• [REQUIREMENT]
Count the lines in the items below that contain the string "white", treating uppercase and lowercase as different. Reply with the number only.

• [INFORMATION SUPPLIED]
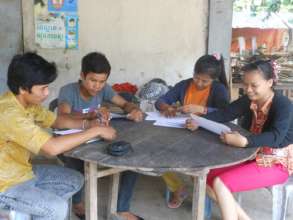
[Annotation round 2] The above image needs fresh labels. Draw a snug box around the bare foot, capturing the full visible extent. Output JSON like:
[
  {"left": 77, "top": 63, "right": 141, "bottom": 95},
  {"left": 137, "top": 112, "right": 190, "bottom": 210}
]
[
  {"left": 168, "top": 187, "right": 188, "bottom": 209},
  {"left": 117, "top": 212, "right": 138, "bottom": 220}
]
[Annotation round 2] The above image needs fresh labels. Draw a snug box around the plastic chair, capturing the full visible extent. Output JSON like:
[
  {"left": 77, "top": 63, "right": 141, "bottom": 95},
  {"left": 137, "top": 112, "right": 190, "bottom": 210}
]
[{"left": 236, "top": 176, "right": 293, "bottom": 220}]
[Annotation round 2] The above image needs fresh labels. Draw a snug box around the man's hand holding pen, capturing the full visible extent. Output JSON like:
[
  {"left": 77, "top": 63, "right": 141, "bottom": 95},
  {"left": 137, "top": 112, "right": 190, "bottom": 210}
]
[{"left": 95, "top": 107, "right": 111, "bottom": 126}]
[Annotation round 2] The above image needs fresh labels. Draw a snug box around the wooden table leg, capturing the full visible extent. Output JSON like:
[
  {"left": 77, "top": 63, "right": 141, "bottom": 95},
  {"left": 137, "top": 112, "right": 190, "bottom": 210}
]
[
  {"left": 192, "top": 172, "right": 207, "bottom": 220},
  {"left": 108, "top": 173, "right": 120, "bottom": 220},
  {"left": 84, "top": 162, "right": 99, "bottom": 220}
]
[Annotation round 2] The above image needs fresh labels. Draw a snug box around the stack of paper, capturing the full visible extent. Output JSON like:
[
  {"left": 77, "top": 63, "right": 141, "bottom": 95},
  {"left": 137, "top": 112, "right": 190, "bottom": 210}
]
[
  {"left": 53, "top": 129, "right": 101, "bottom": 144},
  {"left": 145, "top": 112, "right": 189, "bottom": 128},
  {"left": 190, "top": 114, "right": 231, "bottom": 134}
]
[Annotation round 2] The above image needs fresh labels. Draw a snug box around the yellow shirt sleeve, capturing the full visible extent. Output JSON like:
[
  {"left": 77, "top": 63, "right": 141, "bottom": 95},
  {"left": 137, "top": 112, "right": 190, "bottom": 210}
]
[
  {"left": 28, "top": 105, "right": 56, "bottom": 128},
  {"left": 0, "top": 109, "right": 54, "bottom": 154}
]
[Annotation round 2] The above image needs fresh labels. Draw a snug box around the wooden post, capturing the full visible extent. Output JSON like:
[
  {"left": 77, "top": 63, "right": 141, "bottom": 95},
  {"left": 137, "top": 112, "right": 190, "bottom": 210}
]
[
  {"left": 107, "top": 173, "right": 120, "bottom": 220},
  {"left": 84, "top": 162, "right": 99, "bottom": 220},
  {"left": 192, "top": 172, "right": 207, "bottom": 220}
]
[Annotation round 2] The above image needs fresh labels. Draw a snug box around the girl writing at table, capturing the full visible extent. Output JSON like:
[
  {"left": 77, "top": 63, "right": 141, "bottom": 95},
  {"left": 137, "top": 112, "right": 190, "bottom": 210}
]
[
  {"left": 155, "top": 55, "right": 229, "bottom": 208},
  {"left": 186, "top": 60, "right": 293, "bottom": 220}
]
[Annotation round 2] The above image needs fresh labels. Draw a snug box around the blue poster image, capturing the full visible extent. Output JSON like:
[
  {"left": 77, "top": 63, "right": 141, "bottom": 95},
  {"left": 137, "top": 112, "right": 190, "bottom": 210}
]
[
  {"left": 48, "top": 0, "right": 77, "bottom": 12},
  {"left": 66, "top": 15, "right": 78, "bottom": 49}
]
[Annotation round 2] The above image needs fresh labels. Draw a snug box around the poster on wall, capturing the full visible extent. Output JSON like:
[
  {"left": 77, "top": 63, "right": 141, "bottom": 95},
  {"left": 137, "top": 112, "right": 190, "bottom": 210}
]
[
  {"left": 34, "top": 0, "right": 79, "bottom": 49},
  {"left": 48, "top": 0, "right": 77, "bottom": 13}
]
...
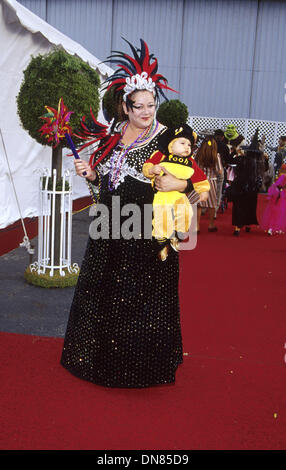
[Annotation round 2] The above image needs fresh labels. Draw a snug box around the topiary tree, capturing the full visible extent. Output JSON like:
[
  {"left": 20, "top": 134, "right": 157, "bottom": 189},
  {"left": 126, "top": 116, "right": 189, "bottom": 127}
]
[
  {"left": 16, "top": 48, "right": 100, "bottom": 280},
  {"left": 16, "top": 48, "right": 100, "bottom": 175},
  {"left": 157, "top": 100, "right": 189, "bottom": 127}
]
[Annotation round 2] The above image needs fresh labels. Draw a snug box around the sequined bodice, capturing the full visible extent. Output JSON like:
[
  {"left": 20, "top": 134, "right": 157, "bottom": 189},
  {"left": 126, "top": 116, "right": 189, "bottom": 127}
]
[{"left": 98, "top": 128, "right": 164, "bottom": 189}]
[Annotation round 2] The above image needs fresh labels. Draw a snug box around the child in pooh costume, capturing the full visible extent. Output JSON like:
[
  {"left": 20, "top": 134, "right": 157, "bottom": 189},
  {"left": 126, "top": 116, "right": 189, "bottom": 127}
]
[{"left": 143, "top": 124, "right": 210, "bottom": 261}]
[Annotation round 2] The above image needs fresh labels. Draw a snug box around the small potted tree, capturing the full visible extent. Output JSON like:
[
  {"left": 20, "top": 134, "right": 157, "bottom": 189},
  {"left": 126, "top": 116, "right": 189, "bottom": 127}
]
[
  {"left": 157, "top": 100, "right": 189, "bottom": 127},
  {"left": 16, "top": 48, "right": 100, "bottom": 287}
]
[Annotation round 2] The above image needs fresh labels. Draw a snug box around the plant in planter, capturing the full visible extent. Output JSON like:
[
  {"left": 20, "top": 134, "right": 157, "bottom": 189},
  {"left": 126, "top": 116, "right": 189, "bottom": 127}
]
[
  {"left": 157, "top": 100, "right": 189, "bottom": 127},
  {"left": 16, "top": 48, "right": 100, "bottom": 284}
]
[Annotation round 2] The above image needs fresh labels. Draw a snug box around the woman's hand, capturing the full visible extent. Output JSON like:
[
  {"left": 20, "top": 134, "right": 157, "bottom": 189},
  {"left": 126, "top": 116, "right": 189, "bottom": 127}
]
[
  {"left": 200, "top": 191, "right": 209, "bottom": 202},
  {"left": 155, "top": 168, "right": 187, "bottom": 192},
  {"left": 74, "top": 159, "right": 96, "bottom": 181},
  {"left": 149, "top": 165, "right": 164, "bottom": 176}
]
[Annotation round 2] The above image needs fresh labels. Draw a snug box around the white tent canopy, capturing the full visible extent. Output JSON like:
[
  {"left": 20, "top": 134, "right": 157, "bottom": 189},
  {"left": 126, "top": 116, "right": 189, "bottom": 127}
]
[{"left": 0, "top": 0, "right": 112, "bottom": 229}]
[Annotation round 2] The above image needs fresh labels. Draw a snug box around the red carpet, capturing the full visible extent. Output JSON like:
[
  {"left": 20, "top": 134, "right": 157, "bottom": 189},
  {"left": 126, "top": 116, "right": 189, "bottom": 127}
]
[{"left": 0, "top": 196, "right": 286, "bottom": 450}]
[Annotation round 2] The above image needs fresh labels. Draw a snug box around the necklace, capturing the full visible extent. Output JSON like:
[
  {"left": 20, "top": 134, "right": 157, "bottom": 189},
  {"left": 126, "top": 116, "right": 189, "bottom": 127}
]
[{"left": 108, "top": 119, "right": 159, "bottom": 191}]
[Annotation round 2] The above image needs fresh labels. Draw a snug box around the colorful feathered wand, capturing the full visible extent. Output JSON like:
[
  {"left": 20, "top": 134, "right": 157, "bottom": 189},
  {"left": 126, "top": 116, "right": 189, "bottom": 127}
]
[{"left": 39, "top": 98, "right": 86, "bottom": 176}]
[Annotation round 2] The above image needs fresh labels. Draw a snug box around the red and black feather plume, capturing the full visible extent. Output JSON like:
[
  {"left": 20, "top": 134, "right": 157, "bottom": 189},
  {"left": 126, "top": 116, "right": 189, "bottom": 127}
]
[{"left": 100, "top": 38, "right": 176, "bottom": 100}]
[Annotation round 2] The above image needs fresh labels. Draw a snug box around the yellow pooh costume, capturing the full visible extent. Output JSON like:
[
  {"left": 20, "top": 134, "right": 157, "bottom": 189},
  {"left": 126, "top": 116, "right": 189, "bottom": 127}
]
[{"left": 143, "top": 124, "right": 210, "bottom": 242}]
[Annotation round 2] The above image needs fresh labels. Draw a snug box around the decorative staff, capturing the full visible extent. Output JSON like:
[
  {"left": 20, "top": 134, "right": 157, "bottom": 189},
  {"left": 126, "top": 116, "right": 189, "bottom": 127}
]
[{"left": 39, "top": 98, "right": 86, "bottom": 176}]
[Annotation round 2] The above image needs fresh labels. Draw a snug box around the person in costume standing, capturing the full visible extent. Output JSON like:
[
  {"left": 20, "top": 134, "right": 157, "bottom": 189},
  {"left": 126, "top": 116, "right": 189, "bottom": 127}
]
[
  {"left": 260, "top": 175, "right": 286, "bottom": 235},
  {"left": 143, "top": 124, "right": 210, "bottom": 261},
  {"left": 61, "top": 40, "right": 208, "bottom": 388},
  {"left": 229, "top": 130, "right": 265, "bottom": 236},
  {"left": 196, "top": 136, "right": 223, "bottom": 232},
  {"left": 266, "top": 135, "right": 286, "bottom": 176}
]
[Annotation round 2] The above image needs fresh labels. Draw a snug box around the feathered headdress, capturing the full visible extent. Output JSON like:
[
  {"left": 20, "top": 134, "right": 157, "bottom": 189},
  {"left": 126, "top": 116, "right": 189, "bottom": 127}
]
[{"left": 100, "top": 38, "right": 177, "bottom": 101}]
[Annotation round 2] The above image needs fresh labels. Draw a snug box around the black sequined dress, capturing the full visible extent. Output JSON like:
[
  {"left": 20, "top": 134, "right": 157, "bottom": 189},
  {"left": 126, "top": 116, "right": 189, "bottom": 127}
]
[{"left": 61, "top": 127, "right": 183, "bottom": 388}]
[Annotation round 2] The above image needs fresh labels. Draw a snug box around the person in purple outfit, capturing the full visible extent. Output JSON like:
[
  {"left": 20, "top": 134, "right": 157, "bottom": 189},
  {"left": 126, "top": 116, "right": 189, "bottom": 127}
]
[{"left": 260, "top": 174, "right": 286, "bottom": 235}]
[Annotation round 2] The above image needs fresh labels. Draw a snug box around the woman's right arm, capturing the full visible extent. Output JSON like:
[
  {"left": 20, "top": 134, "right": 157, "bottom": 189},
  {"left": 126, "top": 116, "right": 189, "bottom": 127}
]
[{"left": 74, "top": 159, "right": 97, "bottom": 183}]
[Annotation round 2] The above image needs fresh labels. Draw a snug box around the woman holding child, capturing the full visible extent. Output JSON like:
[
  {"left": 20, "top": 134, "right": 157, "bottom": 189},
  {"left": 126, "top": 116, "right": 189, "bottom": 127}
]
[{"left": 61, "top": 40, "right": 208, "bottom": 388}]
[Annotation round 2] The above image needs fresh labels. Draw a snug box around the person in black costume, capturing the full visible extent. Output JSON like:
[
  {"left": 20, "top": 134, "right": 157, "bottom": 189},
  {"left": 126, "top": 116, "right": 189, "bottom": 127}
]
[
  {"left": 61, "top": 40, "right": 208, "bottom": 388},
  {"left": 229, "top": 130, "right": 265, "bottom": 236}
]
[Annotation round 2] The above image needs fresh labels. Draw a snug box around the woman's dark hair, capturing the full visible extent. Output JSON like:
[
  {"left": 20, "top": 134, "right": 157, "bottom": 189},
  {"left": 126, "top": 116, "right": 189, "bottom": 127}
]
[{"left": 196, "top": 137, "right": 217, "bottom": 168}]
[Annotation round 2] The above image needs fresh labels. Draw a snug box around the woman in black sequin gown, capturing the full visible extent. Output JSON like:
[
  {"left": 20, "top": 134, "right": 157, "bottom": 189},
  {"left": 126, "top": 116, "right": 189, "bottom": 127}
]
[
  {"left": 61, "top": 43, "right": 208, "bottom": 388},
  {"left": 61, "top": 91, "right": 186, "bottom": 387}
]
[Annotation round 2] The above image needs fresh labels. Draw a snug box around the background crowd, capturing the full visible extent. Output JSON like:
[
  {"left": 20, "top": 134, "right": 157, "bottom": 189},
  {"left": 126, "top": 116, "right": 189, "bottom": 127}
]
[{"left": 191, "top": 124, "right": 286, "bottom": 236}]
---
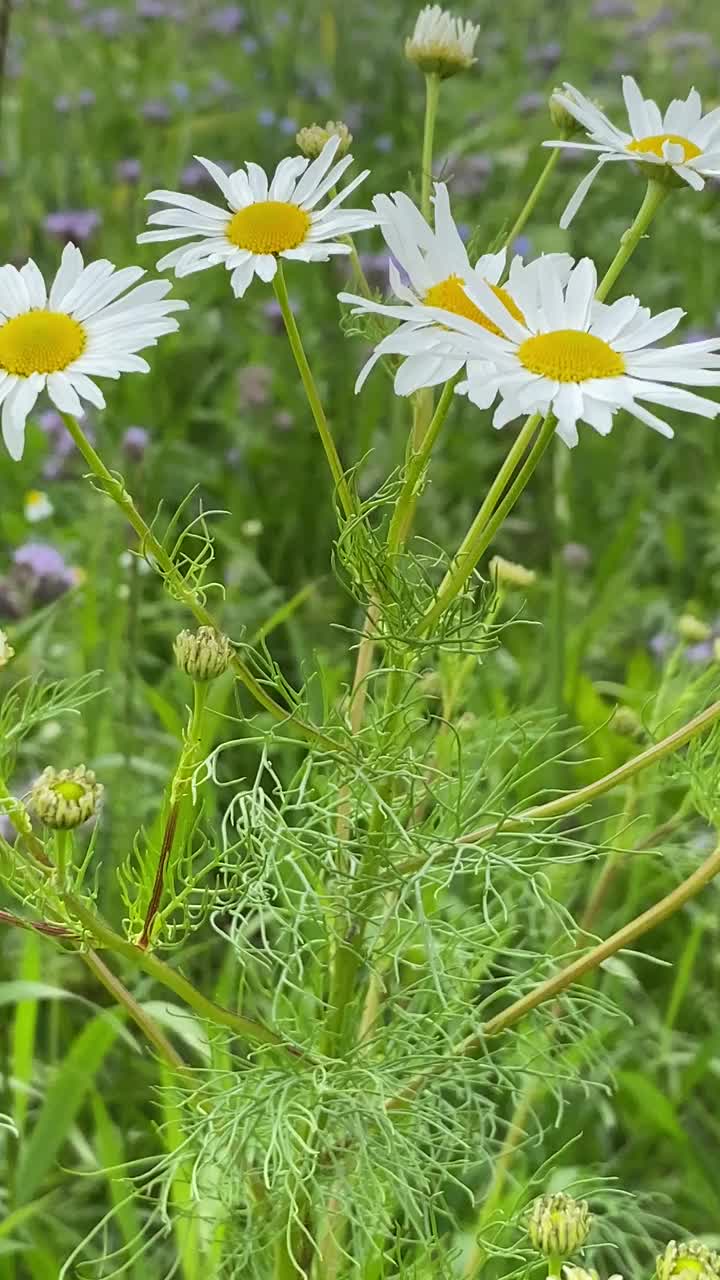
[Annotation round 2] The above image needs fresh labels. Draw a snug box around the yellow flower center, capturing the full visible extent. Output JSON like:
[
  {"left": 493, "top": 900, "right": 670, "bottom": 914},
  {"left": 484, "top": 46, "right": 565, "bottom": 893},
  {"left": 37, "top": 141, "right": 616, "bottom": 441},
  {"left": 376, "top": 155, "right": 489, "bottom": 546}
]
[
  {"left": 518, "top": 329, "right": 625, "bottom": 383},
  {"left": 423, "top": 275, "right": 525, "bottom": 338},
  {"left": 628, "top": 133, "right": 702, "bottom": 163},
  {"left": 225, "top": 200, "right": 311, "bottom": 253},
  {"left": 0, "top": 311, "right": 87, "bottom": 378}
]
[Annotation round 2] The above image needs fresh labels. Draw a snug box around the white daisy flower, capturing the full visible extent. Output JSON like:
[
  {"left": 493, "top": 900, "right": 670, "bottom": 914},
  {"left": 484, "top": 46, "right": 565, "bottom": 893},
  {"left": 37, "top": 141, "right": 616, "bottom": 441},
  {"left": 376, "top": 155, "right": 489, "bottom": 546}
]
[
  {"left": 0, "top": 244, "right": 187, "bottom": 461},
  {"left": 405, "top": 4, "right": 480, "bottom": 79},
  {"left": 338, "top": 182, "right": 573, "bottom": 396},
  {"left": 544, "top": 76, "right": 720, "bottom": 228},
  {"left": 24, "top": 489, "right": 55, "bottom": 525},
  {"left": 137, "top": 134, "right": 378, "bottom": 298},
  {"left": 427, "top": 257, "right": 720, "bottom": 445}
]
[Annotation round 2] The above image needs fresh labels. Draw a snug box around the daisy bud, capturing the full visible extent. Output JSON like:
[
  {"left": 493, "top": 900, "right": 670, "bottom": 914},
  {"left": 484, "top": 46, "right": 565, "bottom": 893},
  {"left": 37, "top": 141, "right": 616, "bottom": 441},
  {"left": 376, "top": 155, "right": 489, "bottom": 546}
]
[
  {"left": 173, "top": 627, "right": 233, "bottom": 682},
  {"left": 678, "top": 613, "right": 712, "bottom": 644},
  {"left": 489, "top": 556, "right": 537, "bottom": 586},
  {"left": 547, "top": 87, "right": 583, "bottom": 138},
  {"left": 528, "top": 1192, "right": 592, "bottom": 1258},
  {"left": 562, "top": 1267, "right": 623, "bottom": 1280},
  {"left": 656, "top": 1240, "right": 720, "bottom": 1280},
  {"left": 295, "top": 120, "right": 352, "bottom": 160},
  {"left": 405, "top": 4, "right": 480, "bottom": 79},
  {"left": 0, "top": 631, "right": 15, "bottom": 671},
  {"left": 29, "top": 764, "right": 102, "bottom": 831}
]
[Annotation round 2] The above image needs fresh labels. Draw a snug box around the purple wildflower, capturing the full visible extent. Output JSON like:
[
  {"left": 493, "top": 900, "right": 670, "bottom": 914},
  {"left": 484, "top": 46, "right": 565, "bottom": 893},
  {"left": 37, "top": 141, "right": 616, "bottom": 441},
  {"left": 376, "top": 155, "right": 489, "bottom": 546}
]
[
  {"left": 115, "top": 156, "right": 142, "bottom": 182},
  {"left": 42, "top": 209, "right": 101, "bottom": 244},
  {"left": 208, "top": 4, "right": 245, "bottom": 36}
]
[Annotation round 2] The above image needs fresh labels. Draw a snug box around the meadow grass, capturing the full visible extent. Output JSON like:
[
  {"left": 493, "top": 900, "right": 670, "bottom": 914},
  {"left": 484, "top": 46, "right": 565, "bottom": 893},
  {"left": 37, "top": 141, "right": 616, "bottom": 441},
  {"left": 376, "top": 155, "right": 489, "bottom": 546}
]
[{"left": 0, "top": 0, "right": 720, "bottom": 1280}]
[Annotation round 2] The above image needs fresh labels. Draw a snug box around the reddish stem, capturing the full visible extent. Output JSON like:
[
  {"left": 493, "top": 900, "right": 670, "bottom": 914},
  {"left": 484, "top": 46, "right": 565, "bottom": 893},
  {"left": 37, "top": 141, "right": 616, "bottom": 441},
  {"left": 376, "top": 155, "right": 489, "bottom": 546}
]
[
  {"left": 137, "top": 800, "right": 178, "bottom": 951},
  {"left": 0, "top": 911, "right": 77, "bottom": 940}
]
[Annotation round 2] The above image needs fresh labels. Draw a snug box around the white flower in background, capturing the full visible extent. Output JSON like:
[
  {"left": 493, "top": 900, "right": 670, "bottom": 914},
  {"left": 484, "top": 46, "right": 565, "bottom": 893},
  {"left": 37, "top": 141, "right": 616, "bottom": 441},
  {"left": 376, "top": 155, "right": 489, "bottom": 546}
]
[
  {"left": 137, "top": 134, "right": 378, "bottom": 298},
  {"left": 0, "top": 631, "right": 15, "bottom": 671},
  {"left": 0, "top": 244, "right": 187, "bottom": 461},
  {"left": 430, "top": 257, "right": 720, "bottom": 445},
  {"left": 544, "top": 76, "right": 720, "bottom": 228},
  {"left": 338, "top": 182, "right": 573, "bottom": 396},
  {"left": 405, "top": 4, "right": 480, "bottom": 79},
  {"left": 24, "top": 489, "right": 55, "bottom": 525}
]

• [TASK SOLUTION]
3